Task brief:
Locate every line in the listing below that contains the word "patch", and copy each of those lines.

start Dataset records

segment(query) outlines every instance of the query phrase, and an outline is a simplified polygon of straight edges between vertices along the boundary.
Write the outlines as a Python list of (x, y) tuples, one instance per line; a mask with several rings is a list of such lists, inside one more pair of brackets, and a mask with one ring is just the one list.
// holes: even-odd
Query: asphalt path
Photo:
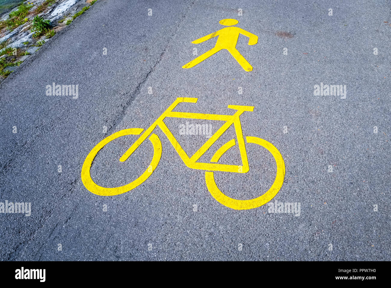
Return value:
[[(98, 0), (0, 84), (0, 201), (31, 203), (30, 217), (0, 215), (0, 259), (391, 260), (390, 4)], [(216, 38), (191, 42), (225, 18), (259, 37), (249, 45), (240, 35), (236, 46), (253, 71), (226, 51), (182, 68), (194, 48), (201, 55)], [(78, 85), (78, 98), (47, 96), (53, 82)], [(346, 85), (346, 99), (314, 96), (321, 82)], [(145, 182), (112, 196), (86, 188), (81, 168), (95, 145), (122, 129), (147, 128), (182, 97), (198, 101), (176, 111), (232, 115), (229, 105), (255, 107), (240, 116), (243, 135), (280, 152), (286, 172), (271, 201), (300, 203), (300, 216), (269, 213), (267, 204), (222, 205), (204, 171), (187, 167), (158, 128), (161, 158)], [(190, 155), (208, 138), (178, 127), (203, 121), (165, 122)], [(221, 125), (207, 122), (213, 132)], [(203, 159), (234, 137), (231, 127)], [(149, 140), (118, 161), (136, 139), (101, 150), (91, 169), (97, 184), (124, 185), (147, 168)], [(270, 153), (246, 147), (248, 173), (215, 173), (237, 199), (262, 195), (276, 176)], [(222, 161), (240, 165), (235, 149)]]

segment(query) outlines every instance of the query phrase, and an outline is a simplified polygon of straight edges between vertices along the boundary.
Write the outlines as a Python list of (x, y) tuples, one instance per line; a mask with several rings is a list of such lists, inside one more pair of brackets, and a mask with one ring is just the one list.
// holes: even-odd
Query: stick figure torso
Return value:
[[(236, 25), (239, 23), (239, 21), (235, 19), (226, 19), (221, 20), (219, 23), (222, 25), (231, 26)], [(251, 71), (253, 70), (252, 66), (242, 56), (236, 48), (236, 44), (239, 38), (239, 34), (240, 34), (249, 37), (249, 38), (248, 42), (249, 45), (254, 45), (256, 44), (258, 41), (258, 36), (241, 28), (233, 27), (223, 28), (215, 32), (193, 41), (192, 43), (198, 44), (216, 36), (219, 36), (214, 47), (184, 65), (182, 66), (182, 68), (190, 68), (193, 67), (220, 50), (226, 49), (229, 51), (243, 69), (246, 71)]]

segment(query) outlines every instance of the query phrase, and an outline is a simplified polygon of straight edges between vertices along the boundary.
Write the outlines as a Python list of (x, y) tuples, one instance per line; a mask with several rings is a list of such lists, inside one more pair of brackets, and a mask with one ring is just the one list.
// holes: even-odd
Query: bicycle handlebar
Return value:
[(178, 103), (186, 102), (188, 103), (196, 103), (198, 100), (198, 98), (192, 97), (178, 97), (176, 98), (176, 101)]

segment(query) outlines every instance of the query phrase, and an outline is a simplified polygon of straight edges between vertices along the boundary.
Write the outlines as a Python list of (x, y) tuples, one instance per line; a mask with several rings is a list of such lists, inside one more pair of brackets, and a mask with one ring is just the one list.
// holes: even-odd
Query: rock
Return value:
[(11, 71), (11, 72), (13, 72), (19, 67), (18, 66), (11, 66), (9, 67), (6, 67), (3, 71)]
[(29, 58), (28, 55), (24, 55), (21, 57), (20, 57), (17, 59), (16, 59), (16, 61), (24, 61), (25, 60)]

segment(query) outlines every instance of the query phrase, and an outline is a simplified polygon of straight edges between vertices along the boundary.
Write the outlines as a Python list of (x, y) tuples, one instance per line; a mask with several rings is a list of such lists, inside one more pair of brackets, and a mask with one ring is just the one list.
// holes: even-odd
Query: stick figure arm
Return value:
[(245, 30), (243, 30), (241, 28), (239, 28), (239, 29), (240, 29), (240, 33), (241, 34), (249, 38), (248, 40), (249, 45), (255, 45), (258, 43), (258, 36), (256, 35), (253, 34), (252, 33), (250, 33)]
[(207, 35), (206, 36), (202, 37), (197, 40), (194, 40), (194, 41), (192, 42), (192, 43), (193, 43), (193, 44), (199, 44), (199, 43), (206, 41), (207, 40), (212, 39), (214, 37), (216, 37), (219, 34), (220, 34), (220, 30), (216, 31), (215, 32), (213, 32), (213, 33), (211, 33), (209, 35)]

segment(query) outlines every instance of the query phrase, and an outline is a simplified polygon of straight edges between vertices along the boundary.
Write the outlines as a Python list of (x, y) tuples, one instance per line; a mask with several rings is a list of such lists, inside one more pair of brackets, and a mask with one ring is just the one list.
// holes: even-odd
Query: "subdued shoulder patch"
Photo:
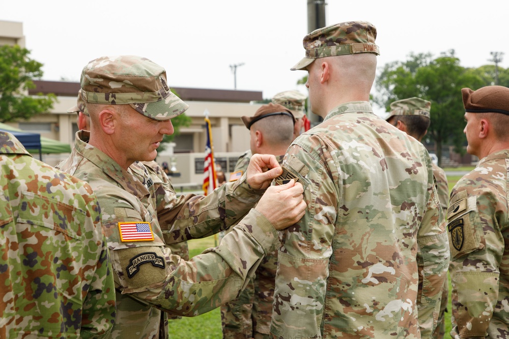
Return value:
[(449, 232), (450, 232), (451, 242), (456, 251), (461, 251), (461, 248), (463, 246), (464, 226), (465, 223), (462, 218), (455, 220), (447, 226)]
[(244, 172), (242, 171), (237, 171), (237, 172), (234, 172), (231, 174), (230, 175), (230, 181), (236, 181), (239, 179), (242, 176), (242, 174)]
[(145, 252), (140, 253), (129, 260), (129, 265), (126, 267), (127, 276), (130, 278), (139, 271), (139, 266), (144, 264), (152, 264), (155, 267), (164, 268), (164, 260), (162, 257), (157, 255), (155, 252)]
[(120, 239), (127, 241), (151, 241), (154, 240), (150, 223), (134, 221), (119, 223)]

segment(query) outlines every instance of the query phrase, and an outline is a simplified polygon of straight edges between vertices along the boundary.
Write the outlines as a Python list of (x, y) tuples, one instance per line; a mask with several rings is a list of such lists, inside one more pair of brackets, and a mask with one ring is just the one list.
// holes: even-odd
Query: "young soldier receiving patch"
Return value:
[(454, 338), (509, 337), (509, 88), (461, 90), (467, 151), (480, 159), (450, 194)]

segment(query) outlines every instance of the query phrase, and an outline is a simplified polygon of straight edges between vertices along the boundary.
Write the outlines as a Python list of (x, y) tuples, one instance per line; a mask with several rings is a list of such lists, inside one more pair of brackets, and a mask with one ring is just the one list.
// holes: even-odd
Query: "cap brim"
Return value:
[(78, 108), (77, 105), (75, 105), (70, 108), (67, 110), (67, 113), (77, 113), (79, 112), (79, 108)]
[(139, 113), (154, 120), (164, 120), (182, 114), (189, 108), (180, 98), (171, 93), (165, 99), (145, 104), (129, 104)]
[(315, 58), (302, 58), (302, 59), (297, 63), (295, 66), (290, 69), (291, 71), (296, 71), (297, 70), (303, 70), (307, 66), (311, 65), (312, 63), (315, 61)]

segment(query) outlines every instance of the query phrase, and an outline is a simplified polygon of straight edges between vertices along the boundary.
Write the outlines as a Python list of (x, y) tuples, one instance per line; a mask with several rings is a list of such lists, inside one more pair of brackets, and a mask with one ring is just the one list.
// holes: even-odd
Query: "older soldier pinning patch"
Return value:
[[(164, 69), (134, 55), (101, 57), (83, 68), (81, 88), (90, 131), (77, 133), (61, 168), (88, 181), (102, 208), (118, 291), (111, 337), (167, 338), (168, 313), (197, 315), (237, 296), (275, 244), (275, 227), (303, 214), (302, 186), (269, 187), (281, 170), (274, 157), (258, 156), (236, 182), (177, 198), (147, 165), (173, 134), (171, 119), (188, 107)], [(236, 223), (218, 248), (190, 261), (169, 247)]]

end Dataset records

Full solution:
Query: "subdued shoulder patch"
Query: "young soldier receiving patch"
Query: "older soldier pinning patch"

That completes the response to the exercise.